_Task to complete:_
Copy every row below without changing anything, including each coordinate pair.

_Provided data:_

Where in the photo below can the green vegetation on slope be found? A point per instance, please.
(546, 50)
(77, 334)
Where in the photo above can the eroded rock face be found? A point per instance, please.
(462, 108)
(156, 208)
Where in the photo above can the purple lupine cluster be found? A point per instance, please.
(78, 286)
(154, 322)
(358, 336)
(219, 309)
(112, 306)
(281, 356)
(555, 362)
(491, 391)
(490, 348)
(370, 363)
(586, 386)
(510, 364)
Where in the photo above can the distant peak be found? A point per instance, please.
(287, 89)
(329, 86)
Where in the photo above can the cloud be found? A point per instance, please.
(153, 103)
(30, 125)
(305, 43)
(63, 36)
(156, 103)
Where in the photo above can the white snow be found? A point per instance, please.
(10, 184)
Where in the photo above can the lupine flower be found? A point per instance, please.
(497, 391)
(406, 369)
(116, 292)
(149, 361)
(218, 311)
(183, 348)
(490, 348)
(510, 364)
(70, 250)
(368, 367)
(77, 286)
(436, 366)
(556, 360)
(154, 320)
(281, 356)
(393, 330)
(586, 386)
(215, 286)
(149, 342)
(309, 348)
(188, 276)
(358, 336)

_Written response:_
Where in the photo below can the green vegetation on slope be found? A point per instance, please.
(546, 50)
(77, 334)
Where in the photo above can the eroded rock face be found? A point per instance, please.
(462, 108)
(156, 208)
Where in the photo above can the purple lupine cluster be found? A point per instance, please.
(78, 286)
(154, 322)
(358, 336)
(219, 309)
(112, 306)
(281, 356)
(555, 362)
(491, 391)
(490, 348)
(370, 363)
(586, 386)
(510, 364)
Where in the photo above can the distant peak be found? A point per instance, please.
(287, 89)
(329, 86)
Where in the photo above can the cloud be found? A point per instance, please.
(153, 103)
(30, 125)
(305, 43)
(63, 36)
(156, 103)
Where in the photo above can the white snow be found? A point per instance, please.
(10, 184)
Where in the photo above can the lupine flower be found? A point per instance, please.
(497, 391)
(406, 369)
(116, 292)
(149, 361)
(218, 311)
(183, 348)
(490, 348)
(510, 364)
(70, 250)
(368, 367)
(77, 286)
(436, 366)
(556, 360)
(154, 320)
(281, 356)
(393, 330)
(586, 386)
(215, 286)
(149, 342)
(309, 348)
(188, 276)
(358, 336)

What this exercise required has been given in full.